Start of Available data

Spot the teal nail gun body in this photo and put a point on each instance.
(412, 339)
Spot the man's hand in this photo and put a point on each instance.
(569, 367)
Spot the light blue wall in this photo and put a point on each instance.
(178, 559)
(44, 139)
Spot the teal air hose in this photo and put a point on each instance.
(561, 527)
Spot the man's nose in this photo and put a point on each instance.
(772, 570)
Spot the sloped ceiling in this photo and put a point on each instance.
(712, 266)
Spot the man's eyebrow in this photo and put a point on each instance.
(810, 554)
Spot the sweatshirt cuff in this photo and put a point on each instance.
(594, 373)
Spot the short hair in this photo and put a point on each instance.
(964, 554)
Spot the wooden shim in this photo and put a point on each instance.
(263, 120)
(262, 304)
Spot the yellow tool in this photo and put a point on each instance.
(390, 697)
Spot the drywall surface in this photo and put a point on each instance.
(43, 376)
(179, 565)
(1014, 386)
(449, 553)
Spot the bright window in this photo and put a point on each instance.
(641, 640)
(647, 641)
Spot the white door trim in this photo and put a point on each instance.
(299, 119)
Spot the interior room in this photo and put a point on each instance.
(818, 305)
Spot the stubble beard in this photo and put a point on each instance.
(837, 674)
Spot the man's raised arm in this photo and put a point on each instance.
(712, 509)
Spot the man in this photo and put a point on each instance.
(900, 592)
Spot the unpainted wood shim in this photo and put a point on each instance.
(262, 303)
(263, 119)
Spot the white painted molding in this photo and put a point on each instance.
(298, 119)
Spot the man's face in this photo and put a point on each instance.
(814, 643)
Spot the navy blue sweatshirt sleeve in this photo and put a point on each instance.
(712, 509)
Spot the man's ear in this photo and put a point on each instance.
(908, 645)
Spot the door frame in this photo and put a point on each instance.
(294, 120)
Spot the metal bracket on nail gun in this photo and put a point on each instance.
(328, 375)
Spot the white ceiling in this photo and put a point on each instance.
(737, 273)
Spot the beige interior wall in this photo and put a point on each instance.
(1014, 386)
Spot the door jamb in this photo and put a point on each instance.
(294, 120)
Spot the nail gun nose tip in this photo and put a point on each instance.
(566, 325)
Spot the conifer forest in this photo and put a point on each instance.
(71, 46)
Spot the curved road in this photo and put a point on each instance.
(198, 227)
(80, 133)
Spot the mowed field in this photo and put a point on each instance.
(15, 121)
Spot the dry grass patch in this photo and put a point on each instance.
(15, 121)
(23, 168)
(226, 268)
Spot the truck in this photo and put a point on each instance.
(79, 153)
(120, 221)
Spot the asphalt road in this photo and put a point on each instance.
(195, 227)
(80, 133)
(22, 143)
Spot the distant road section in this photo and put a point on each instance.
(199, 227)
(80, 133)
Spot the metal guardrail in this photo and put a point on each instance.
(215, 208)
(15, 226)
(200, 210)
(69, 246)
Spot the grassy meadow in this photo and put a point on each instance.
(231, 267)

End of Available data

Write every record out again, unaltered.

Spot the teal nail gun body in this photo and put a point on each instance.
(412, 339)
Spot the man's hand in this photo and put a point on each instance.
(569, 367)
Spot the light blue wall in this photo and put a point on each instance.
(178, 559)
(44, 139)
Spot the teal air hose in this photo and put a point on each instance.
(561, 527)
Spot the man's nose in this photo and put a point on each instance.
(772, 570)
Spot the sloped ceiling in this photo and put a point on each instance.
(712, 266)
Spot the man's eyebrow in this photo and put a point on each instance.
(810, 554)
Spot the sweatshirt cuff in this photo and put a point on each instance.
(594, 373)
Spot the short hair in this photo and put a point on each instance.
(964, 554)
Spot the wooden shim in this photo and put a point on each instance.
(263, 120)
(262, 304)
Spot the yellow tool in this photo and put a point on each instance.
(390, 697)
Spot the drywall surface in this photo and put a point on each instance.
(43, 376)
(179, 565)
(1014, 386)
(449, 553)
Spot the bright window in this photo and put a point on each instance.
(641, 640)
(647, 641)
Spot the white door trim in this photo and put a point on each instance.
(299, 119)
Spot the interior room in this photo and put a point on each instance.
(818, 305)
Spot the stubble beard in this photo and put a point on each instance.
(837, 674)
Spot the man's raised arm in this photo and put a point on each instance.
(712, 509)
Spot the man in this photo and put a point on each instance.
(900, 592)
Spot the unpainted wood shim in this photo and put a point on each instance.
(262, 303)
(263, 119)
Spot the white painted molding in this photo and put a point on each instance.
(298, 119)
Spot the man's face in this photo and put a point on each instance.
(814, 643)
Spot the navy blue sweatshirt sleeve in this photo and put a point on each instance.
(712, 509)
Spot the man's ear in this photo and put a point on each instance.
(908, 645)
Spot the door frame in this photo and put a point on each instance.
(294, 120)
Spot the metal bracket on nail gun in this photo and put a point on each instance.
(328, 375)
Spot the white ceiling in this photo and put a point on each instance.
(737, 273)
Spot the beige interior wall in this photo and put a point on each instance.
(1014, 386)
Spot the door jamb in this photo and put a point on each instance.
(294, 120)
Spot the nail gun nose tip in this photo and put a point on each instance.
(566, 325)
Spot the conifer forest in this photo and put a point on each instance.
(71, 46)
Spot the curved road in this photo and put a point on each instance.
(198, 227)
(80, 133)
Spot the mowed field in this photo and put a point on each instance.
(15, 121)
Spot the dry grass patch in this photo and put a point on each instance.
(15, 121)
(23, 168)
(226, 268)
Spot the truck in this photo and put a point on each instance.
(79, 153)
(120, 221)
Spot the asphalt road in this photo and put a point on each instance.
(195, 227)
(80, 133)
(22, 143)
Spot the distant road section in this photo and put a point on each instance.
(199, 227)
(80, 133)
Spot the metal guardrail in this photo and put a point on each instance.
(215, 208)
(15, 226)
(200, 210)
(69, 246)
Spot the grassy meadow in this photo and put a point on each instance.
(231, 267)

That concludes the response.